*Given records*

============================================================

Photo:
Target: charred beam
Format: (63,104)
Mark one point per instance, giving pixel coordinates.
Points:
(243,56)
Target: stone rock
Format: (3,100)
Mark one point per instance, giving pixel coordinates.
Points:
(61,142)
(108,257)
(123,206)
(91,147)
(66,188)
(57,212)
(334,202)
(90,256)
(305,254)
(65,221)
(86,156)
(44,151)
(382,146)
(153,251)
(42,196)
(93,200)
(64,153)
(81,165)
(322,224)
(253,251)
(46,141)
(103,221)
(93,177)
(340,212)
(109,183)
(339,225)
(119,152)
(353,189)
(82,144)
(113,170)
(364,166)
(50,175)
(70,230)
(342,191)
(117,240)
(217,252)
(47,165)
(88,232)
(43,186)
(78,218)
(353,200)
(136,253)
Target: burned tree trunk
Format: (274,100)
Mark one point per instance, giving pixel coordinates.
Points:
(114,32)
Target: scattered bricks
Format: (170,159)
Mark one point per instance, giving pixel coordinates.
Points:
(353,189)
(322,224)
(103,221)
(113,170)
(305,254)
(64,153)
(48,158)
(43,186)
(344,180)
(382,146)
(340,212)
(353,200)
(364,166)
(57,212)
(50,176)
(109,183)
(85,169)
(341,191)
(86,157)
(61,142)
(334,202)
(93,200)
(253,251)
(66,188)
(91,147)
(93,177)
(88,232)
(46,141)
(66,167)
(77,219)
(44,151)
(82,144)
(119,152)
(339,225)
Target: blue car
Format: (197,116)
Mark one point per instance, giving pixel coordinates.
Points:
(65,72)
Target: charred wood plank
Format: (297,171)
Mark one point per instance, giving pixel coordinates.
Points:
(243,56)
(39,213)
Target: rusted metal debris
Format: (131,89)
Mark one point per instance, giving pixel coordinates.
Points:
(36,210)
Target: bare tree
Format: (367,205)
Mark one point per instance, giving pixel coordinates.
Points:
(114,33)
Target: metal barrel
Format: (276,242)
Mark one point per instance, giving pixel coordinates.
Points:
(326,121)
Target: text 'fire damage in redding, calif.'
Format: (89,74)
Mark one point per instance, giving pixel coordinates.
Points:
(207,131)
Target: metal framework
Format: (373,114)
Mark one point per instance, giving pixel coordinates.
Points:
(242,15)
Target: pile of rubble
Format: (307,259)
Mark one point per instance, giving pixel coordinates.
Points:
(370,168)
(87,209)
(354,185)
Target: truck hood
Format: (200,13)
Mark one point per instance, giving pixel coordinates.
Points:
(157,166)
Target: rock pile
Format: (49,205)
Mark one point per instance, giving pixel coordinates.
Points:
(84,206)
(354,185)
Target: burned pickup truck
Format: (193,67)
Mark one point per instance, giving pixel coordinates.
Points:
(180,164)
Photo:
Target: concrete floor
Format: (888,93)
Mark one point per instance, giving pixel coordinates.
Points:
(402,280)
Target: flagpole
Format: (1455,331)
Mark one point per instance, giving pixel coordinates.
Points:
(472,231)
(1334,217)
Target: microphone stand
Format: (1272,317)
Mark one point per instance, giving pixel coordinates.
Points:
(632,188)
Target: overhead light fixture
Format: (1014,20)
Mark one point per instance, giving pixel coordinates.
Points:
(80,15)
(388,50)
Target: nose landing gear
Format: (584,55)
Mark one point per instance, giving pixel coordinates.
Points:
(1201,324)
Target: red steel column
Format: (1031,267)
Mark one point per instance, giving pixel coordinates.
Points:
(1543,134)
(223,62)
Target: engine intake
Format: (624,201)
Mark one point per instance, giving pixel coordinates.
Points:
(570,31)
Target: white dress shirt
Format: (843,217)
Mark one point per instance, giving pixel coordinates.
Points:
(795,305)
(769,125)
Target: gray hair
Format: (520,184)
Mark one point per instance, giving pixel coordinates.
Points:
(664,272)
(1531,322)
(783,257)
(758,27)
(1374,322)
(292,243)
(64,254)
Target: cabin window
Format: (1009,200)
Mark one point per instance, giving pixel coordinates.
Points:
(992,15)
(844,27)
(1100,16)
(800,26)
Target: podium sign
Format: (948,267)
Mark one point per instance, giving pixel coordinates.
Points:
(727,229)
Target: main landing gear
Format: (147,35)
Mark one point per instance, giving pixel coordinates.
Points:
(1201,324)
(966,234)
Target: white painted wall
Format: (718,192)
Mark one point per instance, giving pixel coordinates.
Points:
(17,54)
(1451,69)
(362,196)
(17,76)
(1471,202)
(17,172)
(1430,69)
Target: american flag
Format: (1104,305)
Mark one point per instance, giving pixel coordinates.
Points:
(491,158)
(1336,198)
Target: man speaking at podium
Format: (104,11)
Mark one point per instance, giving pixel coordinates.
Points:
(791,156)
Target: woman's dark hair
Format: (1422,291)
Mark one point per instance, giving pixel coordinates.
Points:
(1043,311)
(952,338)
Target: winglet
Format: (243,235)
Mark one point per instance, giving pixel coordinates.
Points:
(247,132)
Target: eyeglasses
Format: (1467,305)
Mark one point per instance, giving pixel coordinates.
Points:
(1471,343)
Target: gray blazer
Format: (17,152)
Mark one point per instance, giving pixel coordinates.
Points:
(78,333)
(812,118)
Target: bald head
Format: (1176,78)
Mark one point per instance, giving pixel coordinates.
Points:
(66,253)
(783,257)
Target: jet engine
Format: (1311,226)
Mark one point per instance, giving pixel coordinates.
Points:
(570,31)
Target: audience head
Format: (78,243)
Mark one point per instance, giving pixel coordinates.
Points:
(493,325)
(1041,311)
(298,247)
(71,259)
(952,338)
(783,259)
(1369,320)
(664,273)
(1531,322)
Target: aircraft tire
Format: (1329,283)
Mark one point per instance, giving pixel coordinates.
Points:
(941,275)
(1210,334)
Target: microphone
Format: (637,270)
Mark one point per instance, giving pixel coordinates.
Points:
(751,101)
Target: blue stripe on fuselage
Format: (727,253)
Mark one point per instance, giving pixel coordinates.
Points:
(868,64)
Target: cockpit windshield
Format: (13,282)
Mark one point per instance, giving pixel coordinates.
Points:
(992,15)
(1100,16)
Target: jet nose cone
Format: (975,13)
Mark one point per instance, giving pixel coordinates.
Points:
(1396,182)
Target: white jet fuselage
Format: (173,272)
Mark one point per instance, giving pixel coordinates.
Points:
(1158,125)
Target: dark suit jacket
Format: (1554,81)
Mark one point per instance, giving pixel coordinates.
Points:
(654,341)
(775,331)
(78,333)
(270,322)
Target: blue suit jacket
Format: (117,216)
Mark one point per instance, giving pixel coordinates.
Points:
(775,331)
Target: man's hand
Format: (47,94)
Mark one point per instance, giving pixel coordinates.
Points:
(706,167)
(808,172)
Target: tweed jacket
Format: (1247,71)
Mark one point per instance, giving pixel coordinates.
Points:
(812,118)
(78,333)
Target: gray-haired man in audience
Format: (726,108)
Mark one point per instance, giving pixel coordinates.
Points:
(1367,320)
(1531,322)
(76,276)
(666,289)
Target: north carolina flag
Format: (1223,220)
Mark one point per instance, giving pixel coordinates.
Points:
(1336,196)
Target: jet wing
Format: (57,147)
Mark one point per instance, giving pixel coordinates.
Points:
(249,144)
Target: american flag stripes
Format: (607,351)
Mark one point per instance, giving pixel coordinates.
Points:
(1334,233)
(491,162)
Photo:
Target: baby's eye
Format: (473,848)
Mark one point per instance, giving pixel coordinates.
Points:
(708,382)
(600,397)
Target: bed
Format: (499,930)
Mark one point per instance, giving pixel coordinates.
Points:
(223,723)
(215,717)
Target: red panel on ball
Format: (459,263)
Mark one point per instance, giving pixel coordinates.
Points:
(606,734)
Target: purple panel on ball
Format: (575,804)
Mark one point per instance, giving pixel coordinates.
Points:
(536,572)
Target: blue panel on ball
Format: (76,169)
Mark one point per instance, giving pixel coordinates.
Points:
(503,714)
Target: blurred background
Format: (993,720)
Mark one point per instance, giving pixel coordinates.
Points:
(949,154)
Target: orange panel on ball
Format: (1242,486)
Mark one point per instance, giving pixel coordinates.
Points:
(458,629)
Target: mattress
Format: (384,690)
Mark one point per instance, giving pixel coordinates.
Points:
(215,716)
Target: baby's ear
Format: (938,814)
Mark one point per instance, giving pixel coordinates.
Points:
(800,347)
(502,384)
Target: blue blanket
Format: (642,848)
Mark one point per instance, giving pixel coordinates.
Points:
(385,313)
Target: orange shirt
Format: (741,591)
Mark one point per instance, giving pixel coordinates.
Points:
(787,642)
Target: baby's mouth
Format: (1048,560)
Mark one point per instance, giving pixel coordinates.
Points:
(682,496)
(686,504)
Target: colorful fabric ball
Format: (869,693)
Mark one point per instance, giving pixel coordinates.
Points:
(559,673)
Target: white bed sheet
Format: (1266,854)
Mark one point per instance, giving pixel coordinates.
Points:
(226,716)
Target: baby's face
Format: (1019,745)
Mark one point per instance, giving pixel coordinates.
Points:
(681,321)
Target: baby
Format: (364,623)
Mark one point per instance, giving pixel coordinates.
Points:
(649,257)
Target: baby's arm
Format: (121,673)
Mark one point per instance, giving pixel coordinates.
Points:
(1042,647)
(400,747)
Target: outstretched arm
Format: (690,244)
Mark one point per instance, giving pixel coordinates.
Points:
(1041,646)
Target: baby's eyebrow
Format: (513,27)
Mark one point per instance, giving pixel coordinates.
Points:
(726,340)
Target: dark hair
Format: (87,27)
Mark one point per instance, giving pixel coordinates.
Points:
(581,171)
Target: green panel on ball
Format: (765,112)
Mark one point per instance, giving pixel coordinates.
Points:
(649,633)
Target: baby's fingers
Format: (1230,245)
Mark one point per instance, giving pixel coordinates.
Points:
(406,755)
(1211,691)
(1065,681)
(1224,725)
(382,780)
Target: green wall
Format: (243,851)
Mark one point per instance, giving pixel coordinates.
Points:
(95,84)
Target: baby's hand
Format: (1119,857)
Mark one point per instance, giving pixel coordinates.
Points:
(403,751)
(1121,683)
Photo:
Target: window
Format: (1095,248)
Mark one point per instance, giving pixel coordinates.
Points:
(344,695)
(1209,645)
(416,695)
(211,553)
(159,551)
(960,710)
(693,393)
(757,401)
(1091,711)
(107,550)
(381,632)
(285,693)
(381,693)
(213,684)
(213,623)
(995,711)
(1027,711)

============================================================

*Problem requirements*
Within the entries above, find the string "metal" and return each line that holds it.

*Exercise solution*
Target: rusted metal debris
Target: metal barrel
Target: metal framework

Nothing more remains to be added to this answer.